[Start Input rows]

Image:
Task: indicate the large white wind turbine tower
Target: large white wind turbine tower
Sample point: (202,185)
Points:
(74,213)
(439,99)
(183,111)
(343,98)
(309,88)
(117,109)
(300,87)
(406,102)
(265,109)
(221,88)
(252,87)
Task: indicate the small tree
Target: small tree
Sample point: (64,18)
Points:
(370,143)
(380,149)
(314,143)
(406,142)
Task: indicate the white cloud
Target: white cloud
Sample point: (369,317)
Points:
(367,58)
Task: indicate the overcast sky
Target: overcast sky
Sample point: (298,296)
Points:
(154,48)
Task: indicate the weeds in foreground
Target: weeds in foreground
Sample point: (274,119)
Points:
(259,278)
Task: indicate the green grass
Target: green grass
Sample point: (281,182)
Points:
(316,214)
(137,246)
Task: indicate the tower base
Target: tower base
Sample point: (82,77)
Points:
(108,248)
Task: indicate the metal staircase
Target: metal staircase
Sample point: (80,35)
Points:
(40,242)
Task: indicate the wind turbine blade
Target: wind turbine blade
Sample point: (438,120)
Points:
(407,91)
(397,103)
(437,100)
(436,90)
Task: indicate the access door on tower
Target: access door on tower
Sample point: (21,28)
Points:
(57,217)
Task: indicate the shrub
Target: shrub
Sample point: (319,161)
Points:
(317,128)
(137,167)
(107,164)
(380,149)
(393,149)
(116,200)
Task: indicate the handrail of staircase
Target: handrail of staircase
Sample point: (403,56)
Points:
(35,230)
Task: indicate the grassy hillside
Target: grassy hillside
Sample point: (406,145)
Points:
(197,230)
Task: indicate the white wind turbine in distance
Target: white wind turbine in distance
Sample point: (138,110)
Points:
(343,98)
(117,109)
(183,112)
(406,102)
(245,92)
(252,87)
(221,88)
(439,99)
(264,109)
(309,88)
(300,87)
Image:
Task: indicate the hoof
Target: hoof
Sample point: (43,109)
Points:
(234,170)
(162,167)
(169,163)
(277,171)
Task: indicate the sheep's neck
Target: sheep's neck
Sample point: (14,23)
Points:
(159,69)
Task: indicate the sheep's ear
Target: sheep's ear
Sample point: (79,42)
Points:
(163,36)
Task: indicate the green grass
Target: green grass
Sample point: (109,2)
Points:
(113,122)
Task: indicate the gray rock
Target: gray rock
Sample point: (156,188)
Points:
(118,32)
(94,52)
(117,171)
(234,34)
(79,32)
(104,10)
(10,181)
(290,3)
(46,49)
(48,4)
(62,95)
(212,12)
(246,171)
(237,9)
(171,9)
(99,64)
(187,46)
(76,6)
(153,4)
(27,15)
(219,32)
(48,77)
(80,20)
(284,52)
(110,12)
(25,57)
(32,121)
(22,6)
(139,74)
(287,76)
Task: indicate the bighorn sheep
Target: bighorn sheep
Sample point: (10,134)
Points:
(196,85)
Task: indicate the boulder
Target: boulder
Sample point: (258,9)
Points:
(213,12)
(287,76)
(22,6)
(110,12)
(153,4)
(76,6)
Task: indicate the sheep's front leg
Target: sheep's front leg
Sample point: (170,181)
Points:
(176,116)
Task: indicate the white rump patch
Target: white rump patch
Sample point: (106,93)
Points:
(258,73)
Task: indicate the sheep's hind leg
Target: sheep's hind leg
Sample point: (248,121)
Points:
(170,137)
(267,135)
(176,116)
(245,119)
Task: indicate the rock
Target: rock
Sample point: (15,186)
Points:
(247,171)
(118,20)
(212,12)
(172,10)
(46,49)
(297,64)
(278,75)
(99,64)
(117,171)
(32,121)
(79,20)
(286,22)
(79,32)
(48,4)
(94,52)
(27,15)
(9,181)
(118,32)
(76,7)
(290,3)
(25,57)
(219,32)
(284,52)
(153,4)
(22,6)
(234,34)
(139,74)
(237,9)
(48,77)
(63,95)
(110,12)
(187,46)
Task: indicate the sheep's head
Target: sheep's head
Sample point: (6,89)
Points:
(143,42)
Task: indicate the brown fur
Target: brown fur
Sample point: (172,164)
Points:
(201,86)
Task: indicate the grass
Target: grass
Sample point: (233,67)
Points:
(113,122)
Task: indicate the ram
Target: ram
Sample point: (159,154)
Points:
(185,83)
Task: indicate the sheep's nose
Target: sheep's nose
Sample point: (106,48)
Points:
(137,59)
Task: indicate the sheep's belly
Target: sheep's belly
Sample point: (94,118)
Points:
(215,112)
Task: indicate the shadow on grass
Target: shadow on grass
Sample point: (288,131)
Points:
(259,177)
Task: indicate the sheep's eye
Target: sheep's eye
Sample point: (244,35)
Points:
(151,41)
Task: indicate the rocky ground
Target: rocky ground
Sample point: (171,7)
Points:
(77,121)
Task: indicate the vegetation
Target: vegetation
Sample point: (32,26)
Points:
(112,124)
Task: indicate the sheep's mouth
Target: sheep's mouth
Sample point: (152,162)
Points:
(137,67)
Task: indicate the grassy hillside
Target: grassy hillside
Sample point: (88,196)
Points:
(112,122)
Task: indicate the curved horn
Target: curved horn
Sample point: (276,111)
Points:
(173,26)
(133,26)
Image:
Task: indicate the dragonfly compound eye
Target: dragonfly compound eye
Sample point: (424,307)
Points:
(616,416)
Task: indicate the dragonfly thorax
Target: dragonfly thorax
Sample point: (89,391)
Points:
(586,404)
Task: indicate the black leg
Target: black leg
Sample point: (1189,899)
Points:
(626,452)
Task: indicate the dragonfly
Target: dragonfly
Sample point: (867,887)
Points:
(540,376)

[End Input rows]

Reproduce the entire listing word for word.

Image:
Task: indicate the large white wind turbine tower
Target: large white wind turbine tower
Sample point: (202,185)
Points:
(74,213)
(439,99)
(183,111)
(343,98)
(309,88)
(117,109)
(300,87)
(406,102)
(265,109)
(221,88)
(252,87)
Task: indicate the small tree
Target: small tree
Sample point: (64,18)
Points:
(370,143)
(380,149)
(314,143)
(406,142)
Task: indicate the white cloud
Target: white cloud
Sample point: (369,317)
Points:
(367,58)
Task: indicate the overcast sky
Target: overcast sky
Sample point: (298,296)
Points:
(154,48)
Task: indicate the weeds in foreground
Target: weeds in foreground
Sample point: (274,119)
Points:
(259,278)
Task: indicate the green grass
Target: green grass
Sample point: (281,182)
Points:
(316,214)
(137,246)
Task: indicate the tower base
Target: tower base
Sample point: (82,77)
Points:
(108,248)
Task: indicate the metal staircase
Target: metal staircase
Sample point: (80,35)
Points:
(40,242)
Task: indicate the wind turbine blade
Target: wind turbine blade
Sample point: (438,120)
Points:
(407,91)
(397,103)
(437,100)
(436,90)
Task: indicate the access door on tower
Target: access door on tower
Sample point: (21,28)
Points:
(57,217)
Task: indicate the shrub
Target: shrub
Sample point: (319,161)
Points:
(317,128)
(137,167)
(107,164)
(380,149)
(393,149)
(116,200)
Task: indicate the handrail of staircase
Target: handrail of staircase
Sample point: (403,56)
Points:
(35,230)
Task: indicate the grassy hillside
Target: grassy hillside
Sample point: (406,145)
Points:
(197,230)
Task: indicate the white wind turbine in distance
Target: white wind turbine in distance
Sample point: (138,110)
Points:
(343,98)
(117,109)
(183,112)
(406,102)
(245,92)
(252,87)
(221,88)
(439,99)
(264,109)
(309,88)
(300,87)
Image:
Task: indicate the hoof
Target: hoof
Sample point: (43,109)
Points:
(234,170)
(162,167)
(169,163)
(277,171)
Task: indicate the sheep's neck
Target: sheep's neck
Sample point: (14,23)
Points:
(159,69)
Task: indicate the sheep's ear
Target: sheep's ear
Sample point: (79,42)
Points:
(163,36)
Task: indicate the green grass
Target: green grass
Sample point: (109,2)
Points:
(113,122)
Task: indicate the gray rock
Target: gray rock
Sample point: (156,188)
Points:
(118,32)
(94,52)
(117,171)
(234,34)
(79,32)
(104,10)
(10,181)
(290,3)
(46,49)
(48,4)
(62,95)
(212,12)
(246,171)
(237,9)
(171,9)
(99,64)
(187,46)
(76,6)
(153,4)
(27,15)
(219,32)
(48,77)
(80,20)
(284,52)
(110,12)
(25,57)
(32,121)
(22,6)
(139,74)
(287,76)
Task: indicate the bighorn sheep
Target: bighorn sheep
Sample point: (10,134)
Points:
(196,85)
Task: indicate the boulder
Target: boulder
Sample point: (258,9)
Points:
(213,12)
(287,76)
(22,6)
(110,12)
(153,4)
(76,6)
Task: indicate the sheep's front leg
Target: sheep's front leg
Sample point: (170,181)
Points:
(176,116)
Task: indicate the white rump patch
Target: white rump patch
Sample point: (106,93)
Points:
(258,73)
Task: indicate the sheep's hind leg
Target: sheep's hind leg
Sample point: (248,121)
Points:
(170,137)
(267,135)
(176,116)
(245,119)
Task: indicate the rock
Target: rock
Sample point: (15,186)
Points:
(247,171)
(118,20)
(212,12)
(172,10)
(46,49)
(297,64)
(278,75)
(99,64)
(117,171)
(32,121)
(79,20)
(286,22)
(79,32)
(48,4)
(94,52)
(27,15)
(9,181)
(118,32)
(76,7)
(290,3)
(25,57)
(219,32)
(284,52)
(153,4)
(22,6)
(234,34)
(139,74)
(237,9)
(48,77)
(63,95)
(110,12)
(187,46)
Task: indicate the sheep's head
Target: sheep's head
Sample point: (6,89)
Points:
(143,42)
Task: indicate the brown fur
Target: brown fur
Sample point: (172,164)
Points:
(201,86)
Task: indicate the grass
Target: grass
Sample point: (233,67)
Points:
(113,122)
Task: indicate the ram
Target: ram
Sample point: (159,154)
Points:
(185,83)
Task: indicate the sheep's nose
Target: sheep's nose
Sample point: (106,48)
Points:
(137,59)
Task: indicate the sheep's belly
Target: sheep's belly
Sample point: (94,118)
Points:
(215,112)
Task: indicate the shadow on grass
Target: shadow on grass
Sample point: (288,131)
Points:
(259,177)
Task: indicate the sheep's eye
Target: sheep's eye
Sample point: (244,35)
Points:
(151,41)
Task: indicate the rocky ground
Target: rocky ground
Sample point: (171,7)
Points:
(77,121)
Task: indicate the vegetation
Target: vegetation
Sample point: (32,26)
Points:
(112,124)
Task: indicate the sheep's mouth
Target: sheep's mouth
Sample point: (152,162)
Points:
(137,67)
Task: indicate the grassy hillside
Target: grassy hillside
Sample point: (88,196)
Points:
(112,122)
Task: indicate the curved horn
Target: curved horn
Sample point: (276,111)
Points:
(173,26)
(133,26)
Image:
Task: indicate the dragonfly compound eye
Target: dragonfly compound eye
Sample point: (424,307)
Points:
(616,416)
Task: indicate the dragonfly thorax
Target: dragonfly thorax
Sample point: (89,391)
Points:
(586,404)
Task: indicate the black leg
Target: black leg
Sample point: (1189,899)
Points:
(626,452)
Task: indicate the dragonfly
Target: dragonfly
Sample point: (867,887)
Points:
(540,376)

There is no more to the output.